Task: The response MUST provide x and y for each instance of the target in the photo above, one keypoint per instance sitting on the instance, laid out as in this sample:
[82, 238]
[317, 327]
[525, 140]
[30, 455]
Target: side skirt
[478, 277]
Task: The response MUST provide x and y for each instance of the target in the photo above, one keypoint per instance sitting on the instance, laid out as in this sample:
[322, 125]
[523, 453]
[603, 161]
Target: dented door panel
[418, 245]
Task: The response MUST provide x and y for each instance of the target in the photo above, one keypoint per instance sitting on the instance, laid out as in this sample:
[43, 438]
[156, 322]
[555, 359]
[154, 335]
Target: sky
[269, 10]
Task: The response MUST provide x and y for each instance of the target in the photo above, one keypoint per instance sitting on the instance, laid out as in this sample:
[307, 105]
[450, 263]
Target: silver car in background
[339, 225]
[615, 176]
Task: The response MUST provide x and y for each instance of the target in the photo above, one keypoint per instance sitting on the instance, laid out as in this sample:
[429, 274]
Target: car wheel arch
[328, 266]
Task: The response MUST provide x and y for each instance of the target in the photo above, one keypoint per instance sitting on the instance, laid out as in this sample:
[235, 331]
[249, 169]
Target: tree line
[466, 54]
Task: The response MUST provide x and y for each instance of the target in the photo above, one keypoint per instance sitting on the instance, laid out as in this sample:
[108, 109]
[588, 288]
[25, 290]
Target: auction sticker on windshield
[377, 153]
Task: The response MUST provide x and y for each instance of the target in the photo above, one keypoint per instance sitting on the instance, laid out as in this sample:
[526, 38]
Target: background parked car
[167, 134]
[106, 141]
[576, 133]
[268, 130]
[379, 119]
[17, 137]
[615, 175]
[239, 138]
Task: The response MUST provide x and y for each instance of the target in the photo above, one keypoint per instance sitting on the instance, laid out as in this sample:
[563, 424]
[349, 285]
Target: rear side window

+-------+

#### Exercise
Write out only those lines of the entries that lie between the line containing "Target: silver car in background" and the last line, inclusive, reproducing them exactly.

#### Expected answer
Target: silver car in background
[339, 225]
[615, 176]
Task: The response MUST provide x and y for each instance of the target in the photo above, one keypoint per instance sitting on the instance, laid out as in this sample:
[429, 274]
Target: car wheel arch
[328, 266]
Task: The response MUST provide x and y for each instance of the target in the photo above, one keypoint per instance sitting on the instance, laid out as in this sample:
[235, 331]
[249, 169]
Target: tree line
[466, 54]
Task: The response MUST provide x and y for each instance of the target in the photo above, one keypoint per instance sitting on the instance, laid out as in this sample:
[108, 109]
[588, 288]
[25, 290]
Target: auction sticker on windshield
[377, 153]
Task: The response MUST provide x and y for each instance of the target in the photo above, one keypoint per instance sitting on the instance, laid out as in this sample:
[526, 38]
Target: background parked car
[167, 134]
[106, 141]
[576, 133]
[268, 130]
[379, 119]
[17, 137]
[615, 175]
[239, 138]
Task: The response MUST provide x and y for each instance of the target in the photo above, one keypoint per instance sitting on the instance, laid out as in this sample:
[563, 424]
[349, 285]
Target: rear side window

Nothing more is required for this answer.